Top of Provided data

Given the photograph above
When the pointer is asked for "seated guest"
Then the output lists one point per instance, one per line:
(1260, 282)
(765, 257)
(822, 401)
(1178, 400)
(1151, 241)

Bottom of Provided data

→ Exercise aim
Please set down all of the records exactly.

→ Answer section
Given the photograph above
When the pointer is asked for "seated guest"
Then the output lists one point per instance, one per line:
(1260, 282)
(765, 257)
(822, 401)
(1178, 400)
(1151, 241)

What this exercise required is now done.